#### TASK
Read the records and write them out again exactly.
--- Begin ---
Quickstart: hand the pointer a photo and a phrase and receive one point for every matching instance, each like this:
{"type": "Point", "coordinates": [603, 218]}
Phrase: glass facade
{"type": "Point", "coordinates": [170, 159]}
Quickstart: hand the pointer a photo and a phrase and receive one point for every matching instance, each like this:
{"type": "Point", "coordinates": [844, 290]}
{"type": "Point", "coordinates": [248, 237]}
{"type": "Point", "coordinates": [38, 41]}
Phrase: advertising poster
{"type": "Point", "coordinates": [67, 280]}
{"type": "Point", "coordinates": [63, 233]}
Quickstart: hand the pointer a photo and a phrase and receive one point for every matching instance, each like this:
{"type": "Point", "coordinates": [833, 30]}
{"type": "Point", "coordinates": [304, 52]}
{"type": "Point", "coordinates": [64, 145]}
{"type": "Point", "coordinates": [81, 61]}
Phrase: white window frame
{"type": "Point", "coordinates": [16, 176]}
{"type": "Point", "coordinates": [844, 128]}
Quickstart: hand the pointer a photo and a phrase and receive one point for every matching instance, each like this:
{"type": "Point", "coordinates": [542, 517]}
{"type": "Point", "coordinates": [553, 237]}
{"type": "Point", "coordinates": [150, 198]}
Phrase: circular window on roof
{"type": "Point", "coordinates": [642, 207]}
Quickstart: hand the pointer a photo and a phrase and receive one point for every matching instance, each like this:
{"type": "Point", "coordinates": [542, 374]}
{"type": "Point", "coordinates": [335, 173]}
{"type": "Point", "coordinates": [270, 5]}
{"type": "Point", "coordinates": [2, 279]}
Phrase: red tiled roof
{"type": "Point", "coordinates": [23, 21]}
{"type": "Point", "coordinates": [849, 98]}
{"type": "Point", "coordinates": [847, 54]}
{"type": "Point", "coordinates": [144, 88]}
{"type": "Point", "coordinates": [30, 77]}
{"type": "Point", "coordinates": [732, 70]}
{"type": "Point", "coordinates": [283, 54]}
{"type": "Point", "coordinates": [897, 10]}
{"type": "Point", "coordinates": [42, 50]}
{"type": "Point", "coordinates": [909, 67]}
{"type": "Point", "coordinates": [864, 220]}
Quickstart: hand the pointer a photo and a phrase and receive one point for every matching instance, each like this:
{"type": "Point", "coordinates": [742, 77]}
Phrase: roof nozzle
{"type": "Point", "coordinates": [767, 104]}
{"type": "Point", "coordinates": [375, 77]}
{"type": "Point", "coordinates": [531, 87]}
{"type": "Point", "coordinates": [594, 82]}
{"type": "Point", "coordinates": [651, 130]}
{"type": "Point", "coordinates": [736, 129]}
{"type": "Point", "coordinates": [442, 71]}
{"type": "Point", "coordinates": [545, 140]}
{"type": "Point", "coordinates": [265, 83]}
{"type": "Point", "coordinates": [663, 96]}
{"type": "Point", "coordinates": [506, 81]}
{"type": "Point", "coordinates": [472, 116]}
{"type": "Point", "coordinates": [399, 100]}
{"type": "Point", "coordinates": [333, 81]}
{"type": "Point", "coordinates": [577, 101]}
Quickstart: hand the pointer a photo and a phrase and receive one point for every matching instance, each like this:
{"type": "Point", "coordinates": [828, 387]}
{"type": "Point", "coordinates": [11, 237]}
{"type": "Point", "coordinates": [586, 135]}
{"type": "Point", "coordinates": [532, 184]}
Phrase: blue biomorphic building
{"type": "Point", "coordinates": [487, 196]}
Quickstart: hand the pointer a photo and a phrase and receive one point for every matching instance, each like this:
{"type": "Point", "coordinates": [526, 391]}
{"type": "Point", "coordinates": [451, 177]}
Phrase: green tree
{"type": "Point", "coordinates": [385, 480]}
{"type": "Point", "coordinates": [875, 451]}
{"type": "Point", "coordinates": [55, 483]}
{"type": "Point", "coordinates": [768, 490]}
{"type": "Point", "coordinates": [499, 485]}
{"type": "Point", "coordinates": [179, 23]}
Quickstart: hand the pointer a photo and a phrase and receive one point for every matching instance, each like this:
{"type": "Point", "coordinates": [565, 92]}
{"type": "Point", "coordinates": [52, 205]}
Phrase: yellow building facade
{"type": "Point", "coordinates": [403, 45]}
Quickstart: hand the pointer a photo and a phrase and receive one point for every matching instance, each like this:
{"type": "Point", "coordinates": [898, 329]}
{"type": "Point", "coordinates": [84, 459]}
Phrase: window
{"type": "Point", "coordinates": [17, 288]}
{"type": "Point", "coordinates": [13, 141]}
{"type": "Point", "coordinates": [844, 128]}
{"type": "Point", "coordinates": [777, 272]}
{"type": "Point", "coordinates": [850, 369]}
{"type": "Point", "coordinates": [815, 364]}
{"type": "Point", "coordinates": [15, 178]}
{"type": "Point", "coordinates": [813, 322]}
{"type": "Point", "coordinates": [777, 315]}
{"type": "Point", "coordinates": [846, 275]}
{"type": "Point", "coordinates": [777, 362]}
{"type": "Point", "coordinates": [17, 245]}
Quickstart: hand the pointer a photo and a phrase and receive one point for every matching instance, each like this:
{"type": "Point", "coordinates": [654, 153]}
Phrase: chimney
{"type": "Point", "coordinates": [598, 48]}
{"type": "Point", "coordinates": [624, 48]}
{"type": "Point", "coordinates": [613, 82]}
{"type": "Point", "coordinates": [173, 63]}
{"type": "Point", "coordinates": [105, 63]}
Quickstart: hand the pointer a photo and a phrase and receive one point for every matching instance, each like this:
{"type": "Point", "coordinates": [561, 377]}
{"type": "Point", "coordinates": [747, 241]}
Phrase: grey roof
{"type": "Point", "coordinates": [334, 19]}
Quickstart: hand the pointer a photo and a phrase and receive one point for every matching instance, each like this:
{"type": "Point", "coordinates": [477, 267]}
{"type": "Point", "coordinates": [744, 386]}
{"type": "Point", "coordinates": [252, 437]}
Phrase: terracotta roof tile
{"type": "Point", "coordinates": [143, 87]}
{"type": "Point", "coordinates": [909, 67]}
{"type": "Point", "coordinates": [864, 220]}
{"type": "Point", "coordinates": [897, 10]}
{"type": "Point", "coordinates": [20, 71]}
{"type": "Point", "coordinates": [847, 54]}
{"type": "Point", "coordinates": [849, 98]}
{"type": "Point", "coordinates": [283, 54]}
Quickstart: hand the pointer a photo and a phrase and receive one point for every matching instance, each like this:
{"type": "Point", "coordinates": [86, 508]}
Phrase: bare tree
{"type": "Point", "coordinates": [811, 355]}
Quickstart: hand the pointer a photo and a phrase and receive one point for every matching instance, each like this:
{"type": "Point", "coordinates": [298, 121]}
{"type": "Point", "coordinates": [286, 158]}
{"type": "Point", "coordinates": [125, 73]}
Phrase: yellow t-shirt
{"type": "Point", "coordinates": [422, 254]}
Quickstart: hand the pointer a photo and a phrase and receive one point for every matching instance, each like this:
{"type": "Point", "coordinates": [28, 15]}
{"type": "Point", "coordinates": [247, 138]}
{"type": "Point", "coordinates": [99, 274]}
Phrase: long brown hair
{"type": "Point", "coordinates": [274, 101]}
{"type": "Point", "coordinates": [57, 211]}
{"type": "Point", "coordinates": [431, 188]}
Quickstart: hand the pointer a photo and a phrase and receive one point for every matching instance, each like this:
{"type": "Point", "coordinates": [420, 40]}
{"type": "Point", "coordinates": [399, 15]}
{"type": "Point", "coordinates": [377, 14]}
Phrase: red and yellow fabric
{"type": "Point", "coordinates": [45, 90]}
--- End ---
#### ANSWER TO THE TASK
Quickstart: hand the pointer a photo and a phrase and receive one point for every matching instance, each like this:
{"type": "Point", "coordinates": [603, 218]}
Phrase: glass facade
{"type": "Point", "coordinates": [170, 159]}
Quickstart: hand the pointer a photo and a phrase and receive one point for every matching instance, each like this:
{"type": "Point", "coordinates": [844, 290]}
{"type": "Point", "coordinates": [248, 237]}
{"type": "Point", "coordinates": [38, 41]}
Phrase: advertising poster
{"type": "Point", "coordinates": [67, 280]}
{"type": "Point", "coordinates": [63, 233]}
Quickstart: hand the pointer a photo and a phrase and receive one point for every matching instance, each like this:
{"type": "Point", "coordinates": [833, 30]}
{"type": "Point", "coordinates": [304, 52]}
{"type": "Point", "coordinates": [64, 145]}
{"type": "Point", "coordinates": [81, 61]}
Phrase: white window frame
{"type": "Point", "coordinates": [16, 176]}
{"type": "Point", "coordinates": [844, 128]}
Quickstart: hand the pointer a photo and a phrase and receive one point for every matching instance, each like this:
{"type": "Point", "coordinates": [542, 517]}
{"type": "Point", "coordinates": [553, 237]}
{"type": "Point", "coordinates": [150, 198]}
Phrase: circular window on roof
{"type": "Point", "coordinates": [642, 207]}
Quickstart: hand the pointer a photo and a phrase and receive one point for every matching instance, each like this:
{"type": "Point", "coordinates": [542, 374]}
{"type": "Point", "coordinates": [335, 173]}
{"type": "Point", "coordinates": [270, 5]}
{"type": "Point", "coordinates": [2, 279]}
Phrase: red tiled roof
{"type": "Point", "coordinates": [23, 21]}
{"type": "Point", "coordinates": [849, 98]}
{"type": "Point", "coordinates": [847, 54]}
{"type": "Point", "coordinates": [144, 88]}
{"type": "Point", "coordinates": [30, 77]}
{"type": "Point", "coordinates": [732, 70]}
{"type": "Point", "coordinates": [283, 54]}
{"type": "Point", "coordinates": [897, 10]}
{"type": "Point", "coordinates": [42, 50]}
{"type": "Point", "coordinates": [909, 67]}
{"type": "Point", "coordinates": [864, 220]}
Quickstart: hand the pointer a photo and a phrase and receive one point for every matching instance, each like this:
{"type": "Point", "coordinates": [742, 77]}
Phrase: roof nozzle
{"type": "Point", "coordinates": [767, 104]}
{"type": "Point", "coordinates": [375, 77]}
{"type": "Point", "coordinates": [531, 87]}
{"type": "Point", "coordinates": [594, 82]}
{"type": "Point", "coordinates": [651, 130]}
{"type": "Point", "coordinates": [736, 129]}
{"type": "Point", "coordinates": [442, 71]}
{"type": "Point", "coordinates": [545, 140]}
{"type": "Point", "coordinates": [265, 83]}
{"type": "Point", "coordinates": [663, 96]}
{"type": "Point", "coordinates": [506, 81]}
{"type": "Point", "coordinates": [472, 116]}
{"type": "Point", "coordinates": [399, 100]}
{"type": "Point", "coordinates": [333, 81]}
{"type": "Point", "coordinates": [577, 101]}
Quickstart: hand the pointer a photo and a phrase and receive one point for every matching instance, each like this:
{"type": "Point", "coordinates": [828, 387]}
{"type": "Point", "coordinates": [11, 237]}
{"type": "Point", "coordinates": [586, 135]}
{"type": "Point", "coordinates": [532, 184]}
Phrase: blue biomorphic building
{"type": "Point", "coordinates": [487, 196]}
Quickstart: hand the pointer a photo and a phrase and receive one point for every matching instance, each like this:
{"type": "Point", "coordinates": [526, 391]}
{"type": "Point", "coordinates": [451, 177]}
Phrase: green tree
{"type": "Point", "coordinates": [385, 480]}
{"type": "Point", "coordinates": [875, 451]}
{"type": "Point", "coordinates": [55, 483]}
{"type": "Point", "coordinates": [768, 490]}
{"type": "Point", "coordinates": [499, 485]}
{"type": "Point", "coordinates": [179, 23]}
Quickstart: hand the pointer a photo and a phrase and receive one point for every matching instance, each like this:
{"type": "Point", "coordinates": [565, 92]}
{"type": "Point", "coordinates": [52, 205]}
Phrase: yellow building facade
{"type": "Point", "coordinates": [403, 45]}
Quickstart: hand the pointer a photo and a phrase and receive one point for every matching instance, each like this:
{"type": "Point", "coordinates": [898, 329]}
{"type": "Point", "coordinates": [84, 459]}
Phrase: window
{"type": "Point", "coordinates": [17, 288]}
{"type": "Point", "coordinates": [13, 141]}
{"type": "Point", "coordinates": [844, 128]}
{"type": "Point", "coordinates": [777, 272]}
{"type": "Point", "coordinates": [850, 369]}
{"type": "Point", "coordinates": [815, 364]}
{"type": "Point", "coordinates": [15, 178]}
{"type": "Point", "coordinates": [813, 322]}
{"type": "Point", "coordinates": [777, 315]}
{"type": "Point", "coordinates": [846, 275]}
{"type": "Point", "coordinates": [777, 362]}
{"type": "Point", "coordinates": [17, 245]}
Quickstart: hand the pointer a photo and a phrase and receive one point for every matching instance, each like this:
{"type": "Point", "coordinates": [654, 153]}
Phrase: chimney
{"type": "Point", "coordinates": [598, 48]}
{"type": "Point", "coordinates": [624, 48]}
{"type": "Point", "coordinates": [613, 82]}
{"type": "Point", "coordinates": [173, 63]}
{"type": "Point", "coordinates": [105, 63]}
Quickstart: hand the pointer a photo and a phrase and receive one point for every matching instance, each like this:
{"type": "Point", "coordinates": [561, 377]}
{"type": "Point", "coordinates": [747, 241]}
Phrase: grey roof
{"type": "Point", "coordinates": [334, 19]}
Quickstart: hand the pointer a photo and a phrase and receive one point for every matching instance, each like this:
{"type": "Point", "coordinates": [477, 267]}
{"type": "Point", "coordinates": [744, 386]}
{"type": "Point", "coordinates": [252, 437]}
Phrase: terracotta roof tile
{"type": "Point", "coordinates": [143, 87]}
{"type": "Point", "coordinates": [909, 67]}
{"type": "Point", "coordinates": [864, 220]}
{"type": "Point", "coordinates": [897, 10]}
{"type": "Point", "coordinates": [20, 71]}
{"type": "Point", "coordinates": [847, 54]}
{"type": "Point", "coordinates": [849, 98]}
{"type": "Point", "coordinates": [283, 54]}
Quickstart: hand the pointer a photo and a phrase and receive one point for every matching instance, each like this:
{"type": "Point", "coordinates": [86, 508]}
Phrase: bare tree
{"type": "Point", "coordinates": [811, 355]}
Quickstart: hand the pointer a photo and a phrase and receive one point for every matching instance, each like this:
{"type": "Point", "coordinates": [298, 121]}
{"type": "Point", "coordinates": [286, 158]}
{"type": "Point", "coordinates": [125, 73]}
Phrase: yellow t-shirt
{"type": "Point", "coordinates": [422, 254]}
Quickstart: hand the pointer a photo and a phrase and receive one point for every matching instance, each like this:
{"type": "Point", "coordinates": [28, 15]}
{"type": "Point", "coordinates": [247, 138]}
{"type": "Point", "coordinates": [99, 274]}
Phrase: long brown hair
{"type": "Point", "coordinates": [274, 101]}
{"type": "Point", "coordinates": [57, 211]}
{"type": "Point", "coordinates": [431, 188]}
Quickstart: hand the pointer a photo and a phrase and receive one point for every matching instance, each like this:
{"type": "Point", "coordinates": [420, 40]}
{"type": "Point", "coordinates": [399, 15]}
{"type": "Point", "coordinates": [377, 14]}
Phrase: red and yellow fabric
{"type": "Point", "coordinates": [45, 90]}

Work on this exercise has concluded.